_DIRECTIVE_
Exactly as they appear, output all of the entries.

_MATERIAL_
+ + + +

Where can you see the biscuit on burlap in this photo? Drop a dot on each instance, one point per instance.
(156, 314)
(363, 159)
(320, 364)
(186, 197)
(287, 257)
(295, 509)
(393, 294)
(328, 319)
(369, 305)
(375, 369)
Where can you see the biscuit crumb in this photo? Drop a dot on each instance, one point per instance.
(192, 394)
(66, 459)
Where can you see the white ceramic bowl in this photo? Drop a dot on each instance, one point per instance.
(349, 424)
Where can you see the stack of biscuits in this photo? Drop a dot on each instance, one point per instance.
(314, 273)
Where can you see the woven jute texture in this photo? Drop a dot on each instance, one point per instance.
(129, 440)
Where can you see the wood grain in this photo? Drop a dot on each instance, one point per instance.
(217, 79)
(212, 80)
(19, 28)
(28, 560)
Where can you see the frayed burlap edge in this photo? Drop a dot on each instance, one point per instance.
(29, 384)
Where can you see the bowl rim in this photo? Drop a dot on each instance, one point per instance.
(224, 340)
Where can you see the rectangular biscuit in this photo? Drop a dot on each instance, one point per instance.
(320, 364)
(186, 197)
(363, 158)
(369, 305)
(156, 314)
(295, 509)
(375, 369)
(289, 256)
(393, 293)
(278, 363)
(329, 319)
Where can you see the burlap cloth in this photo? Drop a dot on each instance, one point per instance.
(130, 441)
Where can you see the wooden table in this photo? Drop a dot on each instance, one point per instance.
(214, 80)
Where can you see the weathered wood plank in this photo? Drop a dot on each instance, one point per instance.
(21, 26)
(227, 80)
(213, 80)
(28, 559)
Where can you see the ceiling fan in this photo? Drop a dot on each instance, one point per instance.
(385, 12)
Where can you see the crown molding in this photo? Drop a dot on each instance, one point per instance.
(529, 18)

+ + + +

_COMPLETED EXERCISE_
Where can you see the biscuit on burlap in this photo? Drop a dot on each instance, one point per instance.
(156, 314)
(363, 159)
(320, 364)
(186, 197)
(287, 257)
(295, 509)
(393, 294)
(328, 319)
(369, 305)
(375, 369)
Where can you see the biscuit crumb in this photo? Drop a dot on each instance, one point per instance.
(192, 394)
(66, 459)
Where can you see the white ceramic bowl in this photo? Drop a dot on each instance, one point per instance.
(349, 424)
Where can you see the stack of biscuits in this photo? Drop a dot on each instance, one point per instance.
(314, 273)
Where can you see the woven jute texture in this photo? Drop a dot on each instance, one point per instance.
(129, 440)
Where can you see the wood grain in this photo? Drop a dot on each instance, one point per instance.
(217, 79)
(212, 80)
(19, 28)
(28, 560)
Where can you see the frayed burlap edge in this photo? Drop a dot on each instance, one point per instance.
(29, 384)
Where can you see the bowl rim in this photo? Drop a dot on each instance, one point per instance.
(224, 340)
Where can you see the rectangular biscuit in this photo? Drop a dot on each instance, one point per instance.
(320, 364)
(186, 197)
(363, 158)
(369, 305)
(156, 314)
(295, 509)
(375, 369)
(289, 256)
(393, 293)
(278, 363)
(329, 319)
Where can you see the burlap cloth in this photo? Drop a dot on each instance, one point per instance.
(130, 441)
Where can you see the wooden table in this photo? Drop a dot on each instance, one point per instance.
(214, 80)
Where can you see the weathered wood plank in this photo? Drop a dot on each instance, one point per instance.
(21, 26)
(227, 80)
(213, 80)
(28, 559)
Where can you see the ceiling fan in this photo? Drop a dot on each instance, one point per instance.
(385, 12)
Where can you see the crown molding in this photo? Drop a dot on each instance, one point per instance.
(529, 18)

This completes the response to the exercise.